# [TASK]
Pick out every line of the material below that contains the string "green", treating uppercase and lowercase as different. Copy each such line in full.

(Data taken from a collection)
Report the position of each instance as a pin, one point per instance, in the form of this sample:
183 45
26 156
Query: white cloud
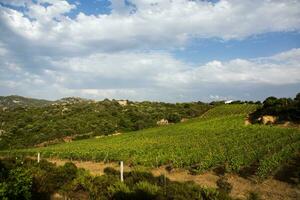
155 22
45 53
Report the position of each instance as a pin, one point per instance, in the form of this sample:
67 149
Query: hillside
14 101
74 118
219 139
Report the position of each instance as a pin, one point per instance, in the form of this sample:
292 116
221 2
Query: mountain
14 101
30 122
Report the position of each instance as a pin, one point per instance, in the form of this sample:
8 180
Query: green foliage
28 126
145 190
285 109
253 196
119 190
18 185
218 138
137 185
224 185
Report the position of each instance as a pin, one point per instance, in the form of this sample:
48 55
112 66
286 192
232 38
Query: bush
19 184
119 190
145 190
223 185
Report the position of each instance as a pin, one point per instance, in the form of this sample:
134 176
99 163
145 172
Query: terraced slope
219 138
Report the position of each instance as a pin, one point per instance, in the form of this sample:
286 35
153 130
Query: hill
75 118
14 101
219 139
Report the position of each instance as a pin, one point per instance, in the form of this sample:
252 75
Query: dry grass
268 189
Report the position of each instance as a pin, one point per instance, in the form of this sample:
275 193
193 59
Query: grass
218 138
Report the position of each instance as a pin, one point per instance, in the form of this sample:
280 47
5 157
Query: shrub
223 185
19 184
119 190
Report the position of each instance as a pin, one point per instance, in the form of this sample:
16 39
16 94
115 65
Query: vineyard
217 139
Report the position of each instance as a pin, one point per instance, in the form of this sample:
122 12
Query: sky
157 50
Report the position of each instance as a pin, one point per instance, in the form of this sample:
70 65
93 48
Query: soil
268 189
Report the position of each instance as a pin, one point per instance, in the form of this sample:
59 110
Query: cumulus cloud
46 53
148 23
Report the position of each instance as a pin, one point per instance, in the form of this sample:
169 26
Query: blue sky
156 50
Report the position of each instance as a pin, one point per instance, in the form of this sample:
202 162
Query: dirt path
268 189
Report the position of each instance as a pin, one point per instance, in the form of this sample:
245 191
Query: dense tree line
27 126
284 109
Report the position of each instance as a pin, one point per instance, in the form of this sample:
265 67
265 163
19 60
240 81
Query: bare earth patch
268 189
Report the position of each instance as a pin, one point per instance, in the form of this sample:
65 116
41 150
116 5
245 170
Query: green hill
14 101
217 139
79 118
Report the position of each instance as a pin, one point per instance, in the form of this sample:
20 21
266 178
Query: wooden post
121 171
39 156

# [PROBLEM SOLUTION]
Query: green foliage
Query: green hill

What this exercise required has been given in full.